== 取り組む課題 ==
(1) 読解文によれば、首都圏の大学で初めて空手部が開設されたのは何年で、どの大学か。
(2) 読解文では、富名腰が毎夜提灯をぶらさげて安里宅との夜道を行き来したとされている。なぜ夜に通ったのか、本文の記述に基づいて説明せよ。
(3) 次の各文が読解文の内容と一致するかどうかを「はい」か「いいえ」で答え、判断の根拠となる本文の語句をそのまま引用せよ。
(a) 富名腰の空手の師匠は安里安恒ただ一人である。
(b) 『琉球拳法 唐手』の著者名は「船越義珍」と記されている。
(c) 富名腰は19歳で教壇に立った。

== 読解文 ==
沖縄伝統空手のいま~世界に飛翔したカラテの源流
第6回 空手普及の功労者(下)船越義珍

ジャーナリスト
柳原滋雄

東京で空手普及に尽力

沖縄出身の富名腰義珍(ふなこし・ぎちん 1868-1957)は、「船越義珍」として空手界に広くその名を残している。
幼少時は虚弱体質で気弱な性格だったといわれるが、10代の初めに同級生の父親で首里手の大家だった安里安恒(あさと・あんこう 1828-1914)に師事して克服した。当時はまだ空手修行は夜陰に乗じて秘密裡に行われていた時代で、毎夜提灯をぶらさげて安里宅との夜道を行き来した。

 安里先生の門人は当時私一人だった。

と回想している。さらに安里の親友であった糸洲安恒(1831-1915)にも師事し、富名腰の空手における師匠は2人である。
自著『空手道一路』によると、

 2人とも私にとってなくてはならなかった先生

といい、

 安里先生が丈高く、肩幅広く、眼光爛々としていかにも古武士の風格を具えておられたのにくらべて、糸洲先生は身長は普通だが胸が非常に厚く、そのために体躯はちょうど樽のような感じであった。

と回想している。

船越義珍

船越義珍

富名腰は独学で小学校準訓導の資格をとり、19歳で教壇に立って以来30年以上にわたって沖縄の地で教鞭をとった。1922(大正11)年、54歳のときに文部省主催の「第1回運動体育展覧会」で沖縄県を代表して公相君(クーサンクー)の型を演武。講道館の嘉納治五郎館長などから請われるままに東京に残り、後半生のすべてを首都東京での空手普及に注ぐことになった。その功績を称え、「日本空手道の父」と称されることもある。
当初東京での普及活動は経済苦に見舞われるなど楽なものではなかったが、1924年に慶応大学で初めて空手部が開設されたことを嚆矢として、東京大学、早稲田大学、拓殖大学、法政大学、中央大学など首都圏の主要大学を足場に普及に努めた。
日本で最初の空手教本といわれる『琉球拳法 唐手』が発刊されたのは1922年11月のことで、著者名は改名前の「富名腰義珍」である。

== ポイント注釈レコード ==
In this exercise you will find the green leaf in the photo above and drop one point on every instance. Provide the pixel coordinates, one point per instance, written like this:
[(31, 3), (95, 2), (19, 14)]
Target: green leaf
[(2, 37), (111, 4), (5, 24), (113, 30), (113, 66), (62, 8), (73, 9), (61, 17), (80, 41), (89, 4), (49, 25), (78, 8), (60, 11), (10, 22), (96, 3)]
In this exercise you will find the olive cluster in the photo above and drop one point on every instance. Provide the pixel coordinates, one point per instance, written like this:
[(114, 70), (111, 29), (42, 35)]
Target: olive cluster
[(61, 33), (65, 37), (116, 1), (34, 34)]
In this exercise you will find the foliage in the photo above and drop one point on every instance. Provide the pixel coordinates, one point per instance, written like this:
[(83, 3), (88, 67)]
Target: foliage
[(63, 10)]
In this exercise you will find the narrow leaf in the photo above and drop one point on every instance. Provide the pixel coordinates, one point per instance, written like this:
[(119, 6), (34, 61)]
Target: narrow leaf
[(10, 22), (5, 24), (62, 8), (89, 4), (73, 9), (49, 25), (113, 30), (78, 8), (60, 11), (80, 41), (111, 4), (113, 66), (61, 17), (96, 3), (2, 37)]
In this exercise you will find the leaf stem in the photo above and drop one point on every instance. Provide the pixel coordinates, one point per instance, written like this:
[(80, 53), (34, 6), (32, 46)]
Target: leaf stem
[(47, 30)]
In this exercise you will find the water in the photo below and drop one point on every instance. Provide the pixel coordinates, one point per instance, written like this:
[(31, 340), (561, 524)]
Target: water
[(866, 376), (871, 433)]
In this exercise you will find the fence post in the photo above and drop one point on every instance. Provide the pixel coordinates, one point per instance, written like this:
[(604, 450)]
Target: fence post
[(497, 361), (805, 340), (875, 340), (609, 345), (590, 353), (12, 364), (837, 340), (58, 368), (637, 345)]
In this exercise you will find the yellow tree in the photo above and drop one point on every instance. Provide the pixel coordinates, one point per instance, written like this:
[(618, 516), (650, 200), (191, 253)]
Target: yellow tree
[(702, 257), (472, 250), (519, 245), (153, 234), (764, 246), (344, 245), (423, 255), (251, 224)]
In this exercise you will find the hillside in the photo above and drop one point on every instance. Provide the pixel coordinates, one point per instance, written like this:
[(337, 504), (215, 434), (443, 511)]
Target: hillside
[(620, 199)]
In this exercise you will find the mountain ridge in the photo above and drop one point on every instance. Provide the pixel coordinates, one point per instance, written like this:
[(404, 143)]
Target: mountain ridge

== 課題の解答 ==
(1) 1924年、慶応大学。

(2) 当時はまだ空手の修行が夜の闇に紛れて秘密裡に行われていた時代だったためである。

(3)
(a) いいえ。「富名腰の空手における師匠は2人である」
(b) いいえ。「著者名は改名前の「富名腰義珍」である」
(c) はい。「19歳で教壇に立って以来30年以上にわたって沖縄の地で教鞭をとった」